* Data for the task:

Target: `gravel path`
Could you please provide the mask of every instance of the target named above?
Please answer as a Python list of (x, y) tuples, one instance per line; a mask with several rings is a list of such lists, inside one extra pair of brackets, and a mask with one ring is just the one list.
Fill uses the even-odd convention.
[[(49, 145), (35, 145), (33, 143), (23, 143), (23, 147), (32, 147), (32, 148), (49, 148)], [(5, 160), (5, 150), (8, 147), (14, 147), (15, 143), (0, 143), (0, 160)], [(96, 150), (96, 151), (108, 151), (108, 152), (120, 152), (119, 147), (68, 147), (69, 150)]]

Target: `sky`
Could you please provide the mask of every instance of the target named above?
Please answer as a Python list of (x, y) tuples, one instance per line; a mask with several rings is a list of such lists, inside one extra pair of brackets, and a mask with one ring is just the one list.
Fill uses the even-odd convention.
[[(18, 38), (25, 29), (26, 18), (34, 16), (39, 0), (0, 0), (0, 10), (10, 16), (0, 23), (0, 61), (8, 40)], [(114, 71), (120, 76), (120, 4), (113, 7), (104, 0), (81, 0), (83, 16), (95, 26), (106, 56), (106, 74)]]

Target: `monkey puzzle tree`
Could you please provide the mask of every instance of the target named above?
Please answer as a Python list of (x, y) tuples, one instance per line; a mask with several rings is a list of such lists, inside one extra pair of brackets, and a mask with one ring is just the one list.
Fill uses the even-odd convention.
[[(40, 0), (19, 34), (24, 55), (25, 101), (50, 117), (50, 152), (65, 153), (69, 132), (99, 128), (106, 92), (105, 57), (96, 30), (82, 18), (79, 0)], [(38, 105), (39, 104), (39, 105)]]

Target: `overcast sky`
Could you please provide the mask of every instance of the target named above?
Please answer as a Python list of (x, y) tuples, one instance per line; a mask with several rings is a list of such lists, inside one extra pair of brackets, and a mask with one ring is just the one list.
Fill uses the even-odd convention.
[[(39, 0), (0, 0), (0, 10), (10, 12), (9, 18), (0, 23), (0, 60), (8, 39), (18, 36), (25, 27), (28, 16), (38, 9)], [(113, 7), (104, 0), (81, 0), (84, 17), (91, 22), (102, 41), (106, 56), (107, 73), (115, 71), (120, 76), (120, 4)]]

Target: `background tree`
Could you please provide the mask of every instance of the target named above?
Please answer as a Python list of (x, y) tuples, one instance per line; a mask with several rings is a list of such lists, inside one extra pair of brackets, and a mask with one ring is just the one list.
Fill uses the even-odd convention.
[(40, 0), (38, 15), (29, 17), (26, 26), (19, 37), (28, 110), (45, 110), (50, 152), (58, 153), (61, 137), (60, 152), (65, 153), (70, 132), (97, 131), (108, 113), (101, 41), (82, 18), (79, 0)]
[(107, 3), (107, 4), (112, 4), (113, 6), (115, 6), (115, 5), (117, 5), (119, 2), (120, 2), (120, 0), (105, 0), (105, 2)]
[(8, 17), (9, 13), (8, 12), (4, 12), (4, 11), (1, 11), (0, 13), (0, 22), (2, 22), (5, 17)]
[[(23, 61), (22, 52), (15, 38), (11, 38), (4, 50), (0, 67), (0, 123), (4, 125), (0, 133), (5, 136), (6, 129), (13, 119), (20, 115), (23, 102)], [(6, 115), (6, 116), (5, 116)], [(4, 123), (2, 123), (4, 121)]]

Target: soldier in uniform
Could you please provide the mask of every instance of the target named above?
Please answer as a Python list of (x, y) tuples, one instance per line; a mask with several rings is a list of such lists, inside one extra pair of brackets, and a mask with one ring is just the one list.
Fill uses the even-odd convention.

* Exercise directions:
Rewrite the listing from its first line up to and including the line containing "76), (120, 4)]]" as a Markdown table with the columns Row and Line. Put each line in its own row and leave out blank lines.

* The output:
| Row | Line |
|---|---|
| 1 | Target: `gravel path` |
| 2 | Could you please provide the mask of every instance of the target named above? |
| 3 | Please answer as a Python list of (x, y) tuples, one instance per line; a mask with several rings is a list of such lists, inside one extra pair of brackets, and a mask with one ring is just the one list. |
| 4 | Fill uses the even-odd convention. |
| 5 | [[(49, 145), (35, 145), (33, 143), (23, 143), (23, 147), (32, 147), (32, 148), (49, 148)], [(5, 160), (5, 150), (8, 147), (14, 147), (15, 143), (0, 143), (0, 160)], [(96, 150), (96, 151), (108, 151), (108, 152), (120, 152), (119, 147), (68, 147), (69, 150)]] |
| 6 | Target: `sky` |
| 7 | Could you please provide the mask of every instance of the target named above? |
| 8 | Please answer as a Python list of (x, y) tuples, one instance per line; a mask with several rings is a list of such lists, inside one extra pair of brackets, and a mask with one ring is just the one list. |
| 9 | Fill uses the even-odd convention. |
| 10 | [[(18, 38), (25, 29), (26, 18), (34, 16), (39, 0), (0, 0), (0, 10), (10, 16), (0, 23), (0, 61), (8, 40)], [(114, 71), (120, 76), (120, 4), (113, 7), (104, 0), (81, 0), (83, 16), (95, 26), (106, 56), (106, 74)]] |
| 11 | Target: `monkey puzzle tree` |
| 12 | Could you please provide the mask of every instance of the target named above? |
| 13 | Please answer as a Python list of (x, y) tuples, one instance per line; a mask with several rings is a list of such lists, inside one extra pair of brackets, and a mask with one ring is just the one list. |
| 14 | Fill uses the even-odd convention. |
| 15 | [[(40, 0), (19, 34), (24, 55), (25, 101), (50, 117), (50, 152), (65, 153), (69, 132), (99, 128), (106, 92), (105, 57), (96, 30), (82, 18), (79, 0)], [(38, 105), (39, 104), (39, 105)]] |
| 16 | Target: `overcast sky` |
| 17 | Could you please provide the mask of every instance of the target named above? |
| 18 | Please answer as a Python list of (x, y) tuples, one instance per line; a mask with several rings is a list of such lists, inside one extra pair of brackets, and a mask with one ring is just the one list. |
| 19 | Fill uses the even-odd convention. |
| 20 | [[(39, 0), (0, 0), (0, 10), (10, 12), (9, 18), (0, 23), (0, 60), (8, 39), (18, 36), (25, 27), (28, 16), (38, 9)], [(113, 7), (104, 0), (81, 0), (84, 17), (91, 22), (102, 41), (106, 56), (107, 73), (115, 71), (120, 76), (120, 4)]] |